Referring expression data:
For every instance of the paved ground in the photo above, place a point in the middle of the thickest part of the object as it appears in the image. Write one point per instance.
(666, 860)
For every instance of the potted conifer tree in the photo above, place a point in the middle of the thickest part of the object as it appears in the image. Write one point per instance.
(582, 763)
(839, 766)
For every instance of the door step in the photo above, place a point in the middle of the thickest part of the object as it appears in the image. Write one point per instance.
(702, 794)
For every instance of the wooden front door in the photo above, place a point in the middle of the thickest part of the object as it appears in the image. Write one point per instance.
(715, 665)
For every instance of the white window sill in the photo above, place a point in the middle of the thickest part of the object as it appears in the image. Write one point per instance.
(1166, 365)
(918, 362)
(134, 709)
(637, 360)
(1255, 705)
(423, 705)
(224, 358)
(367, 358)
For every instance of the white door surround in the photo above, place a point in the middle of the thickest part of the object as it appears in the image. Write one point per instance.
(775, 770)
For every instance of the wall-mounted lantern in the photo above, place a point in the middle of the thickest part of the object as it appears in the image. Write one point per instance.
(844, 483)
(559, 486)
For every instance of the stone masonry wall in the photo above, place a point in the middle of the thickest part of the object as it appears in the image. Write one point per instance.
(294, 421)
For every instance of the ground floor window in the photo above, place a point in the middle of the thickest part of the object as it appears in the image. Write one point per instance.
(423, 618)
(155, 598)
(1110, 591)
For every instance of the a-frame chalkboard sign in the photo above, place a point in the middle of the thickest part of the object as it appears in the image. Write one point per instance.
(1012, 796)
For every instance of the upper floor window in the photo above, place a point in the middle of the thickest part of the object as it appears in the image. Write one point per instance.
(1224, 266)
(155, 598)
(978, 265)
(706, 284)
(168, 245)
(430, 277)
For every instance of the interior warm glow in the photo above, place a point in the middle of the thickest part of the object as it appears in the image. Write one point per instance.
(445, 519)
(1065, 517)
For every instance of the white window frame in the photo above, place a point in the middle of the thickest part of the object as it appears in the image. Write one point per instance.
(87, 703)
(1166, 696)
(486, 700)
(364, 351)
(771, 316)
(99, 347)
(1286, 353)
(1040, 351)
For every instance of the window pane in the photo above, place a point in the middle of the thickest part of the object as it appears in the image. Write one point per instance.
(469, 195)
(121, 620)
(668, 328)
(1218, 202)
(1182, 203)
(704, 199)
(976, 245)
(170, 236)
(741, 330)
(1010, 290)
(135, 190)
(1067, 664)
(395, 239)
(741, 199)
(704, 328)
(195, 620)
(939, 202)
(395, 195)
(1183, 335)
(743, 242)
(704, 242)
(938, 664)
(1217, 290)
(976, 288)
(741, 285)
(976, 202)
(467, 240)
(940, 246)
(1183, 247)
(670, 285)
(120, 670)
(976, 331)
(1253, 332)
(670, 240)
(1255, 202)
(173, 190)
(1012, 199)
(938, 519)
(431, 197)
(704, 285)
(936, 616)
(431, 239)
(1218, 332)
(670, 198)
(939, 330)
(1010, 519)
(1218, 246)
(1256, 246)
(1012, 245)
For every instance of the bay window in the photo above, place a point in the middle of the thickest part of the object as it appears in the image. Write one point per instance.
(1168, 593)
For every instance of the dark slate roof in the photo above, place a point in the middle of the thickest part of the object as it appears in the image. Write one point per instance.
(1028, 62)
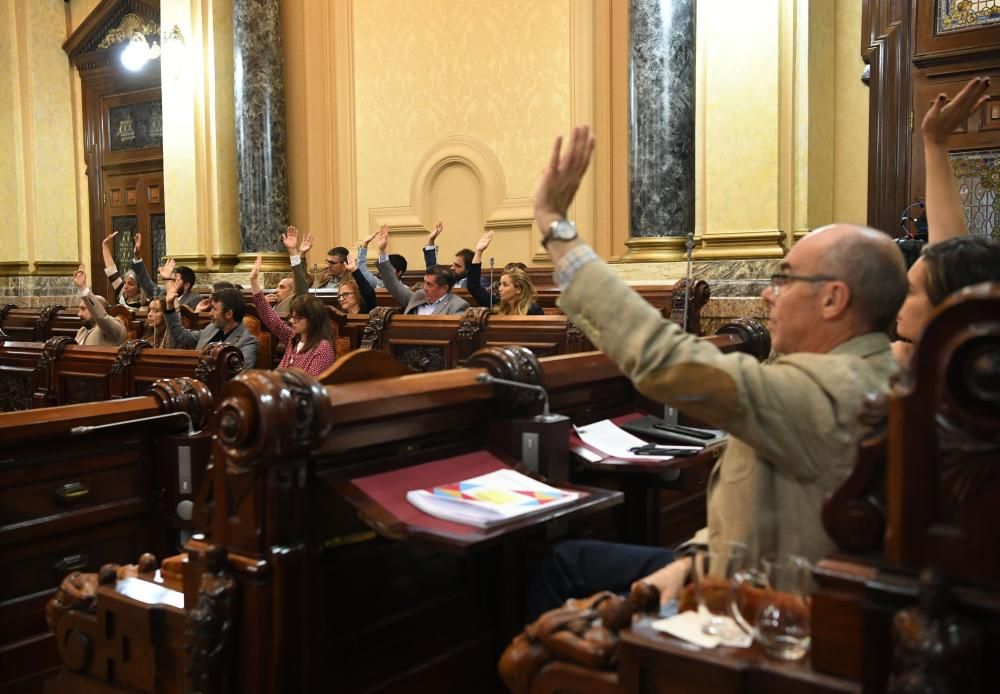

**YOUR OBJECTIVE**
Transcribe the data exactly and leave no picture in the copy.

**ANSWER**
For every instance of the paved ground in the photo above, place a point in the middle of the thickest part of the object as it appears in the image. Write one point per instance.
(666, 860)
For every instance of the potted conifer tree in the photo above, place a point in the middle of the thickest part of the object as it appears in the image. Write one point per instance.
(582, 763)
(839, 766)
For every instance of the door step in the photo above, place a point in the middle of the thickest part of the object as it appears in the image. Write one point per instance.
(702, 794)
For every instance of the wooden front door in the photo above, place a point in the middle of the thickest part of the object as it appears in the image. Write one point per instance.
(715, 665)
For every instance of the white window sill in the photo above, place a point in the middle of the thickest part of the object as it appears in the image. Write one point per instance.
(1166, 365)
(918, 362)
(134, 709)
(637, 360)
(1255, 705)
(423, 705)
(224, 358)
(367, 358)
For every instance of the white door surround in the photo above, place a point in the middle of the thickest part of the object as it appears in the image. Write one point per instance.
(775, 770)
For every instance of the wall-mounted lantern in the photo above, place a point in the middle of the thickest part of the object as it appears in the image. Write one point per instance.
(844, 483)
(559, 486)
For every instance of the stone masonry wall in the photo above, place a point in the middle of the thickest part of the object as it appears in the image. Write one point per instance.
(294, 421)
For every instance of the ground floor window in the photo above, place a point in the middle of the thickest part of the object as it appears in the image. Write one point per instance.
(423, 618)
(155, 598)
(1110, 591)
For every instance of the a-frame chalkboard sign in the photo above, place a point in the middle of the thickest part of the object as it appears in the image. Write one point per instance.
(1012, 796)
For every instance of the upper floor window in the photo above, place a point in the middle of the thickest part of the object as it appears in the image. Write one point per instance.
(1224, 266)
(155, 598)
(978, 265)
(706, 284)
(168, 245)
(430, 277)
For every instance of the interior warm glow in the photo above, place a point in the middle of the thickest part of the object as it appears in the image. Write one point per instance.
(445, 519)
(1065, 517)
For every instance of the white window frame in the photo above, place a point in the middle of the thickest part of the object as it appears in the image. Write one point per instance.
(87, 703)
(1166, 696)
(486, 700)
(364, 351)
(771, 316)
(99, 347)
(1286, 353)
(1040, 351)
For every instance of the window pane in the photo above, place a point in the middle of the thickest part of the object as it appears in the image. Write one point per instance.
(469, 195)
(121, 620)
(668, 328)
(1218, 202)
(1182, 203)
(704, 199)
(976, 245)
(170, 236)
(741, 330)
(1010, 290)
(135, 190)
(1067, 664)
(395, 239)
(741, 199)
(704, 328)
(195, 620)
(939, 202)
(395, 195)
(1183, 335)
(743, 242)
(704, 242)
(938, 664)
(1217, 290)
(976, 288)
(741, 285)
(976, 202)
(467, 240)
(940, 246)
(1183, 247)
(670, 285)
(120, 670)
(976, 331)
(1253, 332)
(670, 240)
(1255, 202)
(173, 190)
(1012, 199)
(938, 519)
(431, 197)
(704, 285)
(936, 616)
(431, 239)
(1218, 332)
(670, 198)
(939, 330)
(1010, 519)
(1218, 246)
(1256, 246)
(1012, 245)
For every instance of the bay window in the photo above, place a point in the middle of the thickest part of the object as it appears in the image. Write one point per instance.
(1168, 593)
For every instance of the dark slate roof in the photo above, place a point in the middle of the thickest part of the object as it appears in the image. Write one point per instance.
(1028, 62)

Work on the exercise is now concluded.